**Tarefas a realizar**
- 1) No trecho do documento abaixo, resuma o parágrafo que começa com "Ah, então ele está conduzindo", preservando seus fatos principais.
- 2) De acordo com o trecho do documento abaixo, por meio de quem as pessoas ficavam sabendo, antigamente, dos últimos resultados das pesquisas científicas?

**Trecho do documento**
Ah, então ele está conduzindo um diagnóstico profissional baseado na experiência particular dele, e não nas evidências científicas? Uau - se é para me consultar desse jeito então não preciso de médico, prefiro bater um papo com as minhas comadres, afinal elas criaram cinco filhos, e esse médico criou só três. Você também pode estar se perguntando se o termo "evidência científica" é modismo - vamos lhe mostrar que não. Antigamente você ficava sabendo dos últimos resultados das pesquisas científicas através dos médicos. O "doutor" viajava para participar de um congresso, se atualizava com as últimas novidades, voltava para o consultório com um baita certificado de participação e passava a orientar os pacientes com as novidades que ouviu no congresso. Antigamente era assim e hoje continuam existindo congressos, mas... Ninguém mais precisa esperar o "doutor" voltar da viagem para saber o resultados de pesquisas científicas, já que grande parte delas está disponível na internet - aí é que está a novidade (por isso algumas pessoas ainda acham que este termo é novo, ou acham que é moda). Muita gente fica te olhando com aquela cara de "O que é isso meu Deus?" quando você fala em evidências científicas, como se você fosse um ET, sem perceber que isso é coisa das antigas - só não se costumava usar o termo antigamente (apenas falávamos que agora o "doutor" recomenda fazer assim ou assado). Vamos voltar na história do ovo vilão e ovo mocinho - enfim, para quais pesquisas devemos dar crédito? Bom, para começo de conversa, existem mesmo pesquisas que contestam resultados antigos - ainda bem, sinal de que continuamos evoluindo. Mas e aí, para que lado correr?

**Dados disponíveis**
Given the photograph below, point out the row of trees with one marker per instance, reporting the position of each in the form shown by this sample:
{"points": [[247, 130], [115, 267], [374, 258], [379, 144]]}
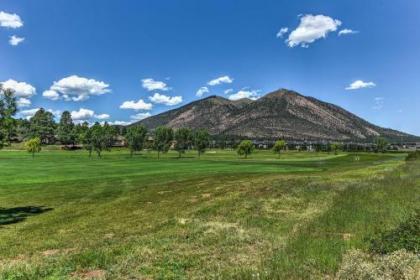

**Soluções dos problemas**
- 1) Basear um diagnóstico na experiência pessoal do médico, e não em evidências científicas, seria como consultar as comadres, que criaram mais filhos que ele. O termo "evidência científica" não é modismo. Antigamente, o médico ia a congressos, voltava atualizado e repassava as novidades aos pacientes. Os congressos continuam, mas hoje grande parte das pesquisas está disponível na internet. Essa facilidade de acesso é a verdadeira novidade e leva algumas pessoas a achar que o termo é novo ou passageiro. A prática é antiga, só o termo não se usava. No caso do ovo, existem pesquisas que contestam resultados antigos, sinal de evolução, e isso deixa a dúvida sobre em quais confiar.

- 2) Por meio dos médicos.